* Tasks and exercises *
1) Reproduce, word for word, the part of the forum thread below about the Bonnar and Ortiz fight that opens with the words containing "Dont know what" and closes with "(Nov 20, 2009)".
2) Answer these questions using the forum thread below about the Bonnar and Ortiz fight:
(a) What does DonRifle say Prospect is going to transfer to him?
(b) Who does Rauno suggest the strange man at the beginning might be?
(c) In his reply to Rauno, what does DonRifle say everything about that scene was?

# Bonnar and Ortiz is on



## DonRifle (Jan 18, 2009)

Dont know what to make of this whole charade, and strange dude announcing the fight at the start. A lot of it stinks. 

What doesn't stink is the million credits Prospect is gona transfer me now!


----------



## Rauno (Nov 20, 2009)

The strange man in the beginning being Scott Coker? :confused02:

This all looked very pro wrestlish to be honest..


----------



## DonRifle (Jan 18, 2009)

Rauno said:


> The strange man in the beginning being Scott Coker? :confused02:
> 
> This all looked very pro wrestlish to be honest..


No the dude before him. Who the hell was he? 

And yeah they are obviously trying to do the whole pro wrestling thing as a policy. Everything about that scene was WWF. They must feel this is the only way to try and get enough viewers to watch Bellator. And they may be right. They may stay in business by appealing to the mentally challenged.

* Entries shown *
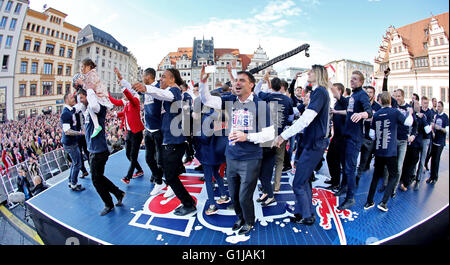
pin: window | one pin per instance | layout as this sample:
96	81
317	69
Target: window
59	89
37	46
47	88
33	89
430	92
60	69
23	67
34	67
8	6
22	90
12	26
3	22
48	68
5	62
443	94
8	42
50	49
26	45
* * *
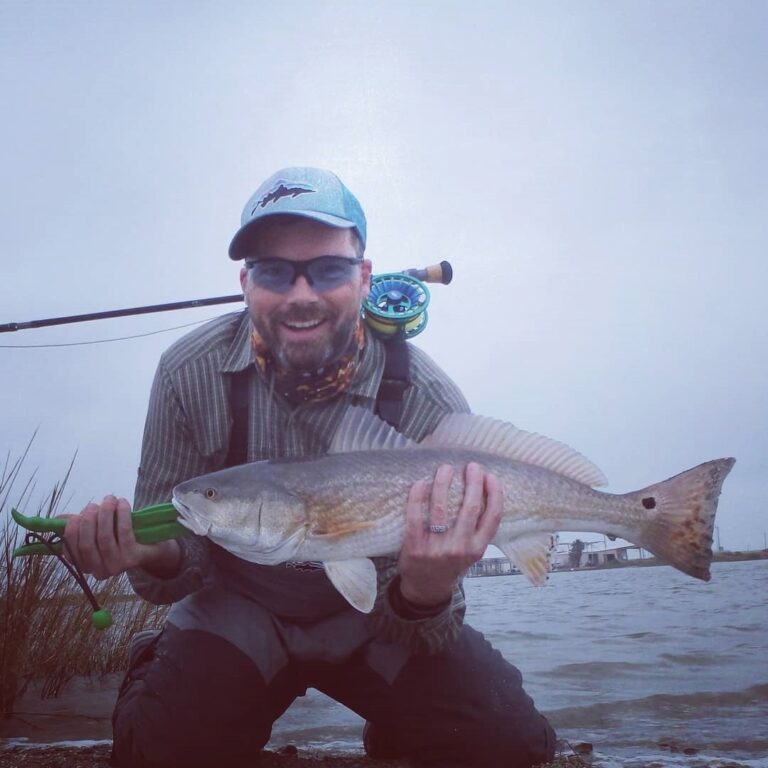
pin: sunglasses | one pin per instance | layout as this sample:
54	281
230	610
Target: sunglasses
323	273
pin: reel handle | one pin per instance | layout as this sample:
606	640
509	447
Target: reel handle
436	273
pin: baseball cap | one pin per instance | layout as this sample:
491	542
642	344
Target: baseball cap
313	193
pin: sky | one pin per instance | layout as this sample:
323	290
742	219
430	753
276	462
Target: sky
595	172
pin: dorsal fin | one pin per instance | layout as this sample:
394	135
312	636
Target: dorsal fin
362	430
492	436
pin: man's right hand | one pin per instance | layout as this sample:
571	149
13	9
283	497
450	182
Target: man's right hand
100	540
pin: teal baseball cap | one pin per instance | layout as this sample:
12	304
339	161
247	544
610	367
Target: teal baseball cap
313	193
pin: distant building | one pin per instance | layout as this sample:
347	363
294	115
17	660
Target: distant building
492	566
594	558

* Set of answers *
1)
Dont know what to make of this whole charade, and strange dude announcing the fight at the start. A lot of it stinks. 

What doesn't stink is the million credits Prospect is gona transfer me now!


----------



## Rauno (Nov 20, 2009)

2)
(a) The million credits.
(b) Scott Coker.
(c) WWF.